======== PROVIDED ENTRIES ========
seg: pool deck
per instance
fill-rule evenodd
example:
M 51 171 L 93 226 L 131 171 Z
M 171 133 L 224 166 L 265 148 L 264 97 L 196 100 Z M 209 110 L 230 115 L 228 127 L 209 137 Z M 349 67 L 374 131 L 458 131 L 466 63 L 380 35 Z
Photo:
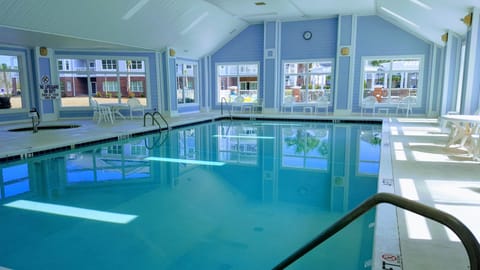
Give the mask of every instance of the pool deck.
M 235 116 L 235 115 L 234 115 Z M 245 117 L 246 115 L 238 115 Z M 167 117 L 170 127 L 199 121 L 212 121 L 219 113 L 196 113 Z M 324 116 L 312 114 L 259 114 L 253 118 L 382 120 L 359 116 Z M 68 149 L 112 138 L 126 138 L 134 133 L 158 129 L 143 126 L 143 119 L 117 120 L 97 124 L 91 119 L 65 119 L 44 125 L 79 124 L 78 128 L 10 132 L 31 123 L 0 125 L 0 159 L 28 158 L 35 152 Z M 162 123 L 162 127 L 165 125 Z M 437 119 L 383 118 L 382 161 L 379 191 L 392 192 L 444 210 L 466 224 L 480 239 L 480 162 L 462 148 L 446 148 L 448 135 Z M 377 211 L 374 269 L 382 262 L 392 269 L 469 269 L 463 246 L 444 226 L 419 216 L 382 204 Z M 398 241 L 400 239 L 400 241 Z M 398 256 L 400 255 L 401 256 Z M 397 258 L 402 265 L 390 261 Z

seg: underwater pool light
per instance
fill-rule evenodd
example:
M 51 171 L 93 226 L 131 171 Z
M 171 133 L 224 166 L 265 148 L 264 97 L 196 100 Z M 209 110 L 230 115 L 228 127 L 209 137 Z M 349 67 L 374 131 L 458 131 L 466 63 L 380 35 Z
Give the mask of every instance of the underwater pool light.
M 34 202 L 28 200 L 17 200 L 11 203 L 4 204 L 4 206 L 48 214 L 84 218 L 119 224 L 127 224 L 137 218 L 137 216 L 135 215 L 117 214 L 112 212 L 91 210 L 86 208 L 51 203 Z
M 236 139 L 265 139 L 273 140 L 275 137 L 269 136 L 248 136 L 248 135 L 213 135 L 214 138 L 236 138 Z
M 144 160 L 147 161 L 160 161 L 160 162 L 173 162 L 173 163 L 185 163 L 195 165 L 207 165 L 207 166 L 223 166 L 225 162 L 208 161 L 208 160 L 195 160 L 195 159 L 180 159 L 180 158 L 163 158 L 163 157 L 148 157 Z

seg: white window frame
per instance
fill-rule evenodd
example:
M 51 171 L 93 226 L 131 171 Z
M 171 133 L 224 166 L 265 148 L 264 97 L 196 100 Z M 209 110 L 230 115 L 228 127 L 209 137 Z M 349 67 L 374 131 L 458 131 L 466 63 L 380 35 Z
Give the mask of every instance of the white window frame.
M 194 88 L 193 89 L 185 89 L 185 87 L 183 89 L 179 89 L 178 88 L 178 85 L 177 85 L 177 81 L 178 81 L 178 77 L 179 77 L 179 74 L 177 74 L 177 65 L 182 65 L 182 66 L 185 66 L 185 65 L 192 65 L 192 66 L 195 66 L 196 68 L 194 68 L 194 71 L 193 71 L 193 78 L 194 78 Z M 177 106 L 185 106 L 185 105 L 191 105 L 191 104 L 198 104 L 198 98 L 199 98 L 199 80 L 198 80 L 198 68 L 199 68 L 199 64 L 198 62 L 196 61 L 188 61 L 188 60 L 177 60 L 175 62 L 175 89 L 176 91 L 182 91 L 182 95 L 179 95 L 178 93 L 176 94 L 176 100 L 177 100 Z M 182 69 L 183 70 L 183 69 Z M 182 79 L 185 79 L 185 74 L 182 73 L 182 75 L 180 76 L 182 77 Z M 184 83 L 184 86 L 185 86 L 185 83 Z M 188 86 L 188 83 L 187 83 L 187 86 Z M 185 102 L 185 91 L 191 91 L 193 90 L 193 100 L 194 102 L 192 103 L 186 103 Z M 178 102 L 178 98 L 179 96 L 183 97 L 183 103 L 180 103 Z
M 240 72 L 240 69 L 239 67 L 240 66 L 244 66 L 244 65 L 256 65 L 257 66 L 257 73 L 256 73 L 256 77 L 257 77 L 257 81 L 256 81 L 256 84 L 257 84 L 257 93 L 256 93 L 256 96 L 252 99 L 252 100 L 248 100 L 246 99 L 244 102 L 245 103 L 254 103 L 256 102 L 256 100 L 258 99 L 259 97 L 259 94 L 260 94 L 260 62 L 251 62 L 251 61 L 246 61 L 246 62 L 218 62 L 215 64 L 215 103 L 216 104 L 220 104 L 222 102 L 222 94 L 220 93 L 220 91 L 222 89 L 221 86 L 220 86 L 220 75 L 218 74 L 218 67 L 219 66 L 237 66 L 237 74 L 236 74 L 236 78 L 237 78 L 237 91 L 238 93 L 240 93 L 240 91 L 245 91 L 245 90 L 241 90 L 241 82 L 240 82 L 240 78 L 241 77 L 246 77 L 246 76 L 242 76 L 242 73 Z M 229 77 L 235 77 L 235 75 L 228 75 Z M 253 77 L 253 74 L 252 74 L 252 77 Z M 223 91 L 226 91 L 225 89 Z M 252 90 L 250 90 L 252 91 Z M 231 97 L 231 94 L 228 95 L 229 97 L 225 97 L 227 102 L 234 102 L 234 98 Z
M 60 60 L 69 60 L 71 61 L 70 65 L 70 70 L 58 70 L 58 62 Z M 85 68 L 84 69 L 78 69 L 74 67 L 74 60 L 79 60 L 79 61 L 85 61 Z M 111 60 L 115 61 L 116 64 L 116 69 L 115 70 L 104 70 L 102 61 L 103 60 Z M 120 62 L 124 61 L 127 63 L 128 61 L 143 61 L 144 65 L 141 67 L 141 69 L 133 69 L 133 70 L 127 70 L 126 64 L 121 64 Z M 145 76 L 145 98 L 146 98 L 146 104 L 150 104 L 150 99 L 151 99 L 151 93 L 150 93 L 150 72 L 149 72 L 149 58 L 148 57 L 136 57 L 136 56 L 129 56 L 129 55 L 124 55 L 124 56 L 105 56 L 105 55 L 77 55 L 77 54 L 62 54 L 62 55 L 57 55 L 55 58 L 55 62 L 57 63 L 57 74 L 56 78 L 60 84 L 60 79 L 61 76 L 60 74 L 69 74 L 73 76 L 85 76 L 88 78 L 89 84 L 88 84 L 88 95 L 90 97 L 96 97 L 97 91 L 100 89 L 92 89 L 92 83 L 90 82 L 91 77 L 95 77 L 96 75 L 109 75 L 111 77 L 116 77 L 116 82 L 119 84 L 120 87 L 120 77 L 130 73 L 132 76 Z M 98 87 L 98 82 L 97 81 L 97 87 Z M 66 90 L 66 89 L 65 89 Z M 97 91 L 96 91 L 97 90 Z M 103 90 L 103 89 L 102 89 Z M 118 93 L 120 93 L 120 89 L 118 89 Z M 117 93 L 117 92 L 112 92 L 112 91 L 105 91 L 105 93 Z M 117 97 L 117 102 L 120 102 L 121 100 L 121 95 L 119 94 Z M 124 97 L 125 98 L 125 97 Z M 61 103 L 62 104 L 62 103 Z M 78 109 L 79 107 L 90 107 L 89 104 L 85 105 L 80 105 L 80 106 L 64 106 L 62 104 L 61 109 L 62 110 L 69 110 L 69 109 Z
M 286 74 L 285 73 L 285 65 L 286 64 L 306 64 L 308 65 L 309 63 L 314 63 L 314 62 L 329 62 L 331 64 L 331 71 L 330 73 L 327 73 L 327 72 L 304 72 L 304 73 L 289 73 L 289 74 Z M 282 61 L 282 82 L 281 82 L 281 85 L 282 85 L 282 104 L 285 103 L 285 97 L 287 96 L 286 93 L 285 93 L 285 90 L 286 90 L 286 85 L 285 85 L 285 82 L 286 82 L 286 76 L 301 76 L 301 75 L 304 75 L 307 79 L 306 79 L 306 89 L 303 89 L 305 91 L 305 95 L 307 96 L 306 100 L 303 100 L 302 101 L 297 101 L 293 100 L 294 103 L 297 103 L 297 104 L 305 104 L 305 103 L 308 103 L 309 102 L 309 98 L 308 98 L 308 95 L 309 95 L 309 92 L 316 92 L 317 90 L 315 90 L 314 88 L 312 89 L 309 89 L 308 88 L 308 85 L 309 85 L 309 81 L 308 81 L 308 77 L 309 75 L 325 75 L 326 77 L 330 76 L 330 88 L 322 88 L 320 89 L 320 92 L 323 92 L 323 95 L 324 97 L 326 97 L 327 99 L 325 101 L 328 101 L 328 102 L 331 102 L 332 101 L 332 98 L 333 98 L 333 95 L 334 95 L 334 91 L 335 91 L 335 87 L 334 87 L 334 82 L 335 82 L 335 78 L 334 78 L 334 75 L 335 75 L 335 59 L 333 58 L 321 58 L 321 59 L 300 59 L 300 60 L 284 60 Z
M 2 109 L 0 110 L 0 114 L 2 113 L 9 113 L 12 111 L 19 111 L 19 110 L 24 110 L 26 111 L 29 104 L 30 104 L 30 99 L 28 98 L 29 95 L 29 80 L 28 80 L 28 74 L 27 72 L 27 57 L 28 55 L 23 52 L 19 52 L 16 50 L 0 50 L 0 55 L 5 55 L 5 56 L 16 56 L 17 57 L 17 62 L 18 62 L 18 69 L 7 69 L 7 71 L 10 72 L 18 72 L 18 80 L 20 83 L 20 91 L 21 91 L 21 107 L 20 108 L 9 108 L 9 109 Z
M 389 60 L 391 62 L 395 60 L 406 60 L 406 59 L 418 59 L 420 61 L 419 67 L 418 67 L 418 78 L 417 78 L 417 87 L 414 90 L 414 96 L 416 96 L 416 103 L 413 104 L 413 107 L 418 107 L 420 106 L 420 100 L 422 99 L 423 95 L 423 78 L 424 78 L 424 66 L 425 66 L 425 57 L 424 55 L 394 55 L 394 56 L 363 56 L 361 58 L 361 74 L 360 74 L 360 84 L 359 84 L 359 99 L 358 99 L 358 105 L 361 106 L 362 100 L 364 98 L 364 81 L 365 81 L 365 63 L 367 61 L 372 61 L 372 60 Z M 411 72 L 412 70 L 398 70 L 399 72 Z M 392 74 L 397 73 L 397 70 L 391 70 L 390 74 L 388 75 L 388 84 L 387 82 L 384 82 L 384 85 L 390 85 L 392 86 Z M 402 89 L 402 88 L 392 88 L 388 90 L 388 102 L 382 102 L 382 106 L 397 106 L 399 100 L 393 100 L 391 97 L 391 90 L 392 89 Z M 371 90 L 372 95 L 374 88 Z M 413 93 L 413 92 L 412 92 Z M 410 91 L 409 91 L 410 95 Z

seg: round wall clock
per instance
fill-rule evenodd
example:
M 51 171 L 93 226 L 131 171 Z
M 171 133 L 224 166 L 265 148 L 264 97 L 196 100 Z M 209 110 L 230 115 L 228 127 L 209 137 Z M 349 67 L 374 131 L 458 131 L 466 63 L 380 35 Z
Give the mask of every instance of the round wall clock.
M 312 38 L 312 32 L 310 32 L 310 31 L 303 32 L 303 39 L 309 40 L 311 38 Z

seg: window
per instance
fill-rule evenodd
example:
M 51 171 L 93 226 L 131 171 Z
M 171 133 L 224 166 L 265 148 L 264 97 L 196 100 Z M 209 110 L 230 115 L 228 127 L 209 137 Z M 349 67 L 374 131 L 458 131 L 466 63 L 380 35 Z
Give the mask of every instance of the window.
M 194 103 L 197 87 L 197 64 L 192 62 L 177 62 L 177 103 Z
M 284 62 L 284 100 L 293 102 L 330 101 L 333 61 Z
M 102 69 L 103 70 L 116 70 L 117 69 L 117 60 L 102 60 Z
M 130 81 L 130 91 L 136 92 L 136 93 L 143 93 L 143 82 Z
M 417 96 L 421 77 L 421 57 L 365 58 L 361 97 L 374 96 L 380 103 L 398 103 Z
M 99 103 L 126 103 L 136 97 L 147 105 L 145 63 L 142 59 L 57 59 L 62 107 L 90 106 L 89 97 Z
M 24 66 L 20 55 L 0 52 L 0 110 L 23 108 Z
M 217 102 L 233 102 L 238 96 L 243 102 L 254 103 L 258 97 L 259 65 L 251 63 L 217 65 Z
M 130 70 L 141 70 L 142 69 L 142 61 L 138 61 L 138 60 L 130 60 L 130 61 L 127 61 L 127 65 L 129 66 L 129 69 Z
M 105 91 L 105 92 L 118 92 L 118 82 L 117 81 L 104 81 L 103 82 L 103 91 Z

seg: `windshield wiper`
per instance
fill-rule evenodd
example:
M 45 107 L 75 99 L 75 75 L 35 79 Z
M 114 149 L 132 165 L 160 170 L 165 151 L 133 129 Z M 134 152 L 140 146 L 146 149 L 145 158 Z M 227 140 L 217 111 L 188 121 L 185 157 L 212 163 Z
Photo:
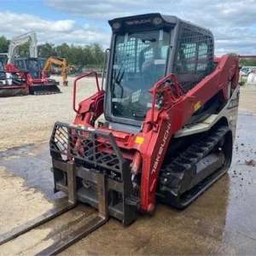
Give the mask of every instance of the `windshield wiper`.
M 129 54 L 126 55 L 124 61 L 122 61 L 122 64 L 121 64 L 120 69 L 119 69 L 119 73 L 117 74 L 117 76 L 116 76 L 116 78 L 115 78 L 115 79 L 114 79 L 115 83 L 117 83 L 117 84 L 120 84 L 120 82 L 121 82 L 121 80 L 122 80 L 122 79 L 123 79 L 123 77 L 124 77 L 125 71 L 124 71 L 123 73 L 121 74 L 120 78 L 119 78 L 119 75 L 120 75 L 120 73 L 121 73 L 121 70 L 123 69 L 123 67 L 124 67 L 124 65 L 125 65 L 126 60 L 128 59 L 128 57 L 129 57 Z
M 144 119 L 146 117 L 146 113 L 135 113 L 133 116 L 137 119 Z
========
### WORK TO BE COMPLETED:
Please copy the material from the line containing "seg: round wall clock" through the line containing "M 312 38 L 312", both included, without any change.

### THE COMPLETED TASK:
seg: round wall clock
per instance
fill-rule evenodd
example:
M 51 171 L 93 226 L 131 171 Z
M 171 133 L 224 166 L 265 148 L 264 97 L 196 100 Z M 209 110 L 230 115 L 228 127 L 209 137 Z M 349 67 L 374 131 L 458 131 L 466 63 L 380 35 Z
Give the mask of every instance of the round wall clock.
M 312 38 L 312 32 L 310 32 L 310 31 L 303 32 L 303 39 L 309 40 L 311 38 Z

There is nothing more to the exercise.